■ **Request**:
Set out the entries below as a numbered list, leaving out any blank lines.

··· Material supplied ···

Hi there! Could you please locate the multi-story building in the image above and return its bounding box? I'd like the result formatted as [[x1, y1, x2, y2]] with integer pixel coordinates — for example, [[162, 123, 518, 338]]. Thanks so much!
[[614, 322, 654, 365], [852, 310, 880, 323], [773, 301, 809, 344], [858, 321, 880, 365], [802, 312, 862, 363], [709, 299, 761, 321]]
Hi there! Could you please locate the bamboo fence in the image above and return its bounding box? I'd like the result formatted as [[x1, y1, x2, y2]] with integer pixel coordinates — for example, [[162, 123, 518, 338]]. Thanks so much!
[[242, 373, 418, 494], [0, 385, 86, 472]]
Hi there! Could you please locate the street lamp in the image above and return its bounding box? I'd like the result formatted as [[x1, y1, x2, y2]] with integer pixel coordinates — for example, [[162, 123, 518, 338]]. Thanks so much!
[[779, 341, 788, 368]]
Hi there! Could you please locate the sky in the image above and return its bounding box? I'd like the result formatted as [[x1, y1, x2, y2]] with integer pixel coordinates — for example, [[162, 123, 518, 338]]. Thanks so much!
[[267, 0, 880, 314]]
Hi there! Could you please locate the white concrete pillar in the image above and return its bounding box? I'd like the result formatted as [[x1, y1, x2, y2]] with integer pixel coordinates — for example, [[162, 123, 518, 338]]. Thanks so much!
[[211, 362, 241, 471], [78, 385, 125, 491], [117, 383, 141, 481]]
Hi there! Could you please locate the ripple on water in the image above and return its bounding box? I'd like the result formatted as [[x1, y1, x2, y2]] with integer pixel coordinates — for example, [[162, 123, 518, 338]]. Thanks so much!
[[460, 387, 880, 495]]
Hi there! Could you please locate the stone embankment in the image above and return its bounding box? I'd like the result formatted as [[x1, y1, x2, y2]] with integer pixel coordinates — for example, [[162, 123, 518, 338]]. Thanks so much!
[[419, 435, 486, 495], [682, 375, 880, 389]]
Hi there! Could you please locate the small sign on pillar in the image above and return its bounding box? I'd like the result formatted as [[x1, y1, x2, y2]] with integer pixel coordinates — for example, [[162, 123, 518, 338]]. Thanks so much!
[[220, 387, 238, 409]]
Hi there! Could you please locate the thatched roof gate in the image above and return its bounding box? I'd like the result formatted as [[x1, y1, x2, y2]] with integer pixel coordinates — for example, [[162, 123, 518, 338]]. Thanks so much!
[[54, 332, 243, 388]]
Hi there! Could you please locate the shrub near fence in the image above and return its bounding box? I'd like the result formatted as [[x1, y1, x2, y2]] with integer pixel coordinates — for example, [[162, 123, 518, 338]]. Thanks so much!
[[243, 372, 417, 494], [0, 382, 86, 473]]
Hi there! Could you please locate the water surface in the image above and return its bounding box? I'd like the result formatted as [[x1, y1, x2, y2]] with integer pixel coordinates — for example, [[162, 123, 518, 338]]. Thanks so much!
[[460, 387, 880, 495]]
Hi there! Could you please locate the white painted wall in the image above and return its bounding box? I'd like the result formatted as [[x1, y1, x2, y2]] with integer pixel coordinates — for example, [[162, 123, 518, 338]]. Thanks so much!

···

■ **Output of the exercise**:
1. Hi there! Could you please locate the multi-story building in the image above and return its bounding box? I'd like the result formatted as [[x1, y1, x2, y2]] with integer pixel coordinates — for example, [[162, 123, 518, 338]]. Thanks so much!
2. [[614, 322, 654, 365], [852, 310, 880, 323], [773, 301, 809, 344], [858, 321, 880, 365], [802, 312, 862, 363], [709, 299, 761, 321]]
3. Hi there! Could you please locate the bamboo fence in the image above and return its bounding box? I'd like the result formatted as [[x1, y1, x2, y2]] with integer pixel coordinates — for example, [[162, 123, 518, 338]]. Thanks so much!
4. [[242, 373, 418, 494], [0, 385, 86, 472]]
5. Hi there! Could you please locate the street lamp in the image above and return its bounding box? I'd like the result formatted as [[x1, y1, x2, y2]] with integer pixel coordinates — for example, [[162, 123, 518, 338]]. Thanks so much!
6. [[779, 341, 788, 368]]
7. Hi there! Could you please locate the sky in the image above and return its bounding box? I'd like the result formatted as [[x1, y1, x2, y2]] with integer pixel coordinates — for example, [[162, 123, 518, 338]]. Thanks so much!
8. [[267, 0, 880, 314]]
9. Hi there! Could you please locate the white concrete pillar in the image above and return its bounding box? I'd like the result formatted as [[x1, y1, x2, y2]] with integer pixel coordinates — for example, [[162, 123, 518, 338]]. Thanks so much!
10. [[211, 362, 241, 471], [78, 385, 125, 491], [117, 383, 141, 481]]
11. Hi there! Could you please locate the ripple on water in the image above and return its bounding box? I'd like the result formatted as [[x1, y1, x2, y2]] with integer pixel coordinates — for example, [[162, 123, 518, 338]]. Thanks so much!
12. [[460, 387, 880, 495]]
13. Hi there! Could you please locate the stone embankment in the image above and return its bounding box? I'd like the result formatted as [[x1, y1, x2, y2]] with integer pixel coordinates — for example, [[162, 123, 518, 338]]. Thanks so much!
14. [[419, 435, 486, 495], [682, 375, 880, 389]]
15. Hi there! Could you please locate the small sign on pillar in the image above and return its bounding box? I'd like the result formatted as [[x1, y1, x2, y2]] with integer pixel coordinates — for example, [[162, 123, 518, 338]]. Thanks so much!
16. [[220, 387, 238, 409]]
17. Hi there! Could you please locate the thatched roof gate in the image above and return its bounding box? I'd like the result formatted as [[x1, y1, x2, y2]] with integer pixel coordinates — for example, [[162, 123, 518, 338]]. Thanks so much!
18. [[54, 332, 243, 388]]
19. Hi there! Could you please locate the shrub near fence in the image above and return its bounding box? I'd like the result formatted as [[x1, y1, x2, y2]] with integer pixel coordinates — for example, [[162, 123, 518, 338]]. Thanks so much!
20. [[243, 372, 417, 494], [0, 382, 86, 473]]
21. Hi there! Could you please locate the water surface in the image above and return its bounding box? I'd like the result formatted as [[x1, y1, x2, y2]] with integer pixel coordinates — for example, [[162, 123, 518, 338]]. Thanks so much!
22. [[460, 387, 880, 495]]
23. Hi there! Could you please locate the white painted wall in the image above and return its bounding box? I'd like the result formatted as [[x1, y1, x2, y2]] with integer pixel coordinates — for example, [[162, 123, 518, 338]]. Thanks so much!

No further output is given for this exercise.